### Material provided
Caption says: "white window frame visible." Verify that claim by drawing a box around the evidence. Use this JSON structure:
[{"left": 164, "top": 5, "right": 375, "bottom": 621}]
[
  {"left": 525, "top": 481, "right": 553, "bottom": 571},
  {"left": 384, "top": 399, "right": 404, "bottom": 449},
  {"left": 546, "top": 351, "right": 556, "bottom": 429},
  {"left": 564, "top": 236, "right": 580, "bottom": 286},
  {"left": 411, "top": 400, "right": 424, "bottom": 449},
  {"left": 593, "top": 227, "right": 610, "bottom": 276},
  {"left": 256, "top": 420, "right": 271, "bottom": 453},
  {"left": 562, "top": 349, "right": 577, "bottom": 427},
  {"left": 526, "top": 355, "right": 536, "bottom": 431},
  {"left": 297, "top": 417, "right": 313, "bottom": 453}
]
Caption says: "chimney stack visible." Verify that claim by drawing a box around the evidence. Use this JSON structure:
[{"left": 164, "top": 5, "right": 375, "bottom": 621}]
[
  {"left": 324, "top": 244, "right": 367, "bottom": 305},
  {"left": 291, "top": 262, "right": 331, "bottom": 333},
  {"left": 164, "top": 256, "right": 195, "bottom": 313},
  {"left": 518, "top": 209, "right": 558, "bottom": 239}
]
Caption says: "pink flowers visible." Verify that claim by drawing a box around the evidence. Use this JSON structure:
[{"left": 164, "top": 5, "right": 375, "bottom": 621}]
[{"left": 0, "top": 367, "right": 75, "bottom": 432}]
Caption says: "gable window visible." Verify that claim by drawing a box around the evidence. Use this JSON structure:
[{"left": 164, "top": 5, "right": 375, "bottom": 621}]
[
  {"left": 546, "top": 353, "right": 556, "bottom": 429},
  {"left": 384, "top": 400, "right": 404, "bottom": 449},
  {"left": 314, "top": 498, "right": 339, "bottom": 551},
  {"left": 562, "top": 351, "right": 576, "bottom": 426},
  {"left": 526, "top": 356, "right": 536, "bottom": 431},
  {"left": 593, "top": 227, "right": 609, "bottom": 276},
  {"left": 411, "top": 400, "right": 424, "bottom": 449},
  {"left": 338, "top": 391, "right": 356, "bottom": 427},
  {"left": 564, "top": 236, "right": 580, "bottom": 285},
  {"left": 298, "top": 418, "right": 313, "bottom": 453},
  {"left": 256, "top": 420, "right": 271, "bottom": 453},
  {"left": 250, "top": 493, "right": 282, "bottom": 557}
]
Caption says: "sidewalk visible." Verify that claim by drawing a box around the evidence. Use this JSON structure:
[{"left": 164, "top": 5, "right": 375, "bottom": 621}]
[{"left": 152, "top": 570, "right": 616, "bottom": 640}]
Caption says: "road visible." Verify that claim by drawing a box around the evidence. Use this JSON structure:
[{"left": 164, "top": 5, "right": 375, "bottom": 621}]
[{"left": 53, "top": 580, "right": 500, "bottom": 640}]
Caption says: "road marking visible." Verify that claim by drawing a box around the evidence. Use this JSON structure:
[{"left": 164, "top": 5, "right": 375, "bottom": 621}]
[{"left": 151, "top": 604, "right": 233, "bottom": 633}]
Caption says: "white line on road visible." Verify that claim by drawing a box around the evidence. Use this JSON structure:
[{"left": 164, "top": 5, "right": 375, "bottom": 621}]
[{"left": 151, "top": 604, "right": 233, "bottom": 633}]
==
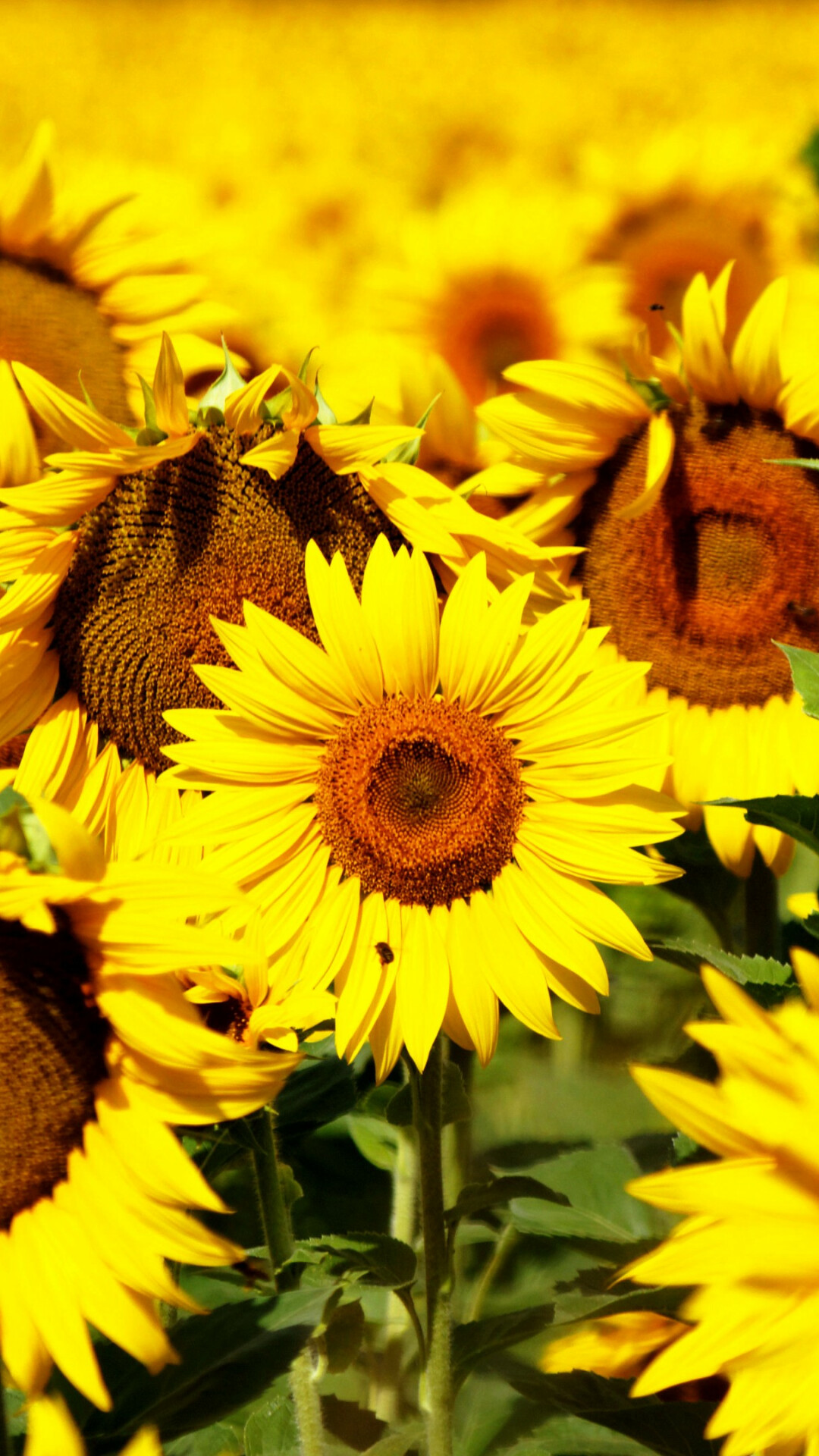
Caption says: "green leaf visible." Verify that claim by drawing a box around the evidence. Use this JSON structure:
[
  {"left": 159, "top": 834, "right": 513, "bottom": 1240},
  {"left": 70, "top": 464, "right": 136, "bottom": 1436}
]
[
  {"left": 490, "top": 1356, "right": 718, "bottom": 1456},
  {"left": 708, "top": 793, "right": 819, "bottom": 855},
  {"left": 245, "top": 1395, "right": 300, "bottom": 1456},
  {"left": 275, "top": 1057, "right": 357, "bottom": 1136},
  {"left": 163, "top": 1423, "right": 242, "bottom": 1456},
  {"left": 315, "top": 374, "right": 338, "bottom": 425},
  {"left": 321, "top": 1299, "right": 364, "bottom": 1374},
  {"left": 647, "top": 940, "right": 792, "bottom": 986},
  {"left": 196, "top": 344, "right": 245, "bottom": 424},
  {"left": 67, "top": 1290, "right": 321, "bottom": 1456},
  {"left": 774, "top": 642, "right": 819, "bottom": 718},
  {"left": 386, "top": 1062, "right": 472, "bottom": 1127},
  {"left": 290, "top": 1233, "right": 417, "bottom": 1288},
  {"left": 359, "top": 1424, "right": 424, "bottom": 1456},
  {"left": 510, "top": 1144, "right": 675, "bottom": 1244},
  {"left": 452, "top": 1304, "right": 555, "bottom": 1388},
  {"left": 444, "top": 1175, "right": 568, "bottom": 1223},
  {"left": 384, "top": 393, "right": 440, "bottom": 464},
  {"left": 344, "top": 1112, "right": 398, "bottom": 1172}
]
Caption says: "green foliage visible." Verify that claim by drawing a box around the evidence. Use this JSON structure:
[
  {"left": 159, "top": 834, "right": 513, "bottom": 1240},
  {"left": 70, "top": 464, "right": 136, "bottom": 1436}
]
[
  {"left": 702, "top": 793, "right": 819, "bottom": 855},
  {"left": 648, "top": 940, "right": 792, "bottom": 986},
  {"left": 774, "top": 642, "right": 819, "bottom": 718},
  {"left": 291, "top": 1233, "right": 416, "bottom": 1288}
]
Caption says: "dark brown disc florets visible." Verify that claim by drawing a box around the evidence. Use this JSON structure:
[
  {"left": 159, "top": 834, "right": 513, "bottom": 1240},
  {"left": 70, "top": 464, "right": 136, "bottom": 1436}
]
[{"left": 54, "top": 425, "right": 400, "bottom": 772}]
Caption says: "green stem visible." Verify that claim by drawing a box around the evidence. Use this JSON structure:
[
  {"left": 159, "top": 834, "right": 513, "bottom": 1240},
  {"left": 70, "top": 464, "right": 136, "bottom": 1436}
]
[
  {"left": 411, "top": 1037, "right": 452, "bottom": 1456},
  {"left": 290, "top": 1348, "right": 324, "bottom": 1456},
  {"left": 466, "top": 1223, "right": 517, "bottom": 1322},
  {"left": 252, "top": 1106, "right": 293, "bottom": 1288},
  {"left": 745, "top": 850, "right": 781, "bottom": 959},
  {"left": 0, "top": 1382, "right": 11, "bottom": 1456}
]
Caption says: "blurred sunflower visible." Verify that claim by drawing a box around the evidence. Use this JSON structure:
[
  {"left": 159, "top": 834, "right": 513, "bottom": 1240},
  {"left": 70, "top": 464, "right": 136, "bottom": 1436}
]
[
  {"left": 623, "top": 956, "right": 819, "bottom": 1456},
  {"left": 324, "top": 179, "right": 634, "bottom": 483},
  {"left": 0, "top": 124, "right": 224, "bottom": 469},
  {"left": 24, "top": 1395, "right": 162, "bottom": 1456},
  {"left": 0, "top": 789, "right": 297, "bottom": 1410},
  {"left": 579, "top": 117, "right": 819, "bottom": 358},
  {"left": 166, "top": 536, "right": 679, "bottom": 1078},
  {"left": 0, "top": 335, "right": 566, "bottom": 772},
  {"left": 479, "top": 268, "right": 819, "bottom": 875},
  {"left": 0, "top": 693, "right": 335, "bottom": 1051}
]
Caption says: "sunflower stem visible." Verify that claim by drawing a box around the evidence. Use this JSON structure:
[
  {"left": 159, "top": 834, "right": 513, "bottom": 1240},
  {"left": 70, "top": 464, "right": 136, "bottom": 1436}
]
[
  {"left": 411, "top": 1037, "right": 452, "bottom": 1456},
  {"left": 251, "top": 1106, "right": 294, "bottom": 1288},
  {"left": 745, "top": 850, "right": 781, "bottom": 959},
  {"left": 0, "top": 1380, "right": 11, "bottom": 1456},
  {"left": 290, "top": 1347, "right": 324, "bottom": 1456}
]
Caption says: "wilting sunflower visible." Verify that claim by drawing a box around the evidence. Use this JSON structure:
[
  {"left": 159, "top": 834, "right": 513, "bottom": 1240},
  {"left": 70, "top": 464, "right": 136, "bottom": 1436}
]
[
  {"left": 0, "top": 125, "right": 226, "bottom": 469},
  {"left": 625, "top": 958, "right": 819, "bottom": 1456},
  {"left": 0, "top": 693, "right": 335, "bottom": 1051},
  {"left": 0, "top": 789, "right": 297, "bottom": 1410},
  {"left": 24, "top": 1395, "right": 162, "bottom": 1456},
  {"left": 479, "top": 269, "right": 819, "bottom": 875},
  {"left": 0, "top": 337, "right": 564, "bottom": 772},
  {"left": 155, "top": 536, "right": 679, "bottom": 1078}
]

### Task goal
From the data above, return every line that contains the word "window".

### Output for this exercise
Caption says: "white window frame visible." Verify that claim by drawing a box around the evidence. Use this JSON structure:
Caption says: "gable window visible." Verify that claim by drawing a box around the evidence. Use this JSON structure:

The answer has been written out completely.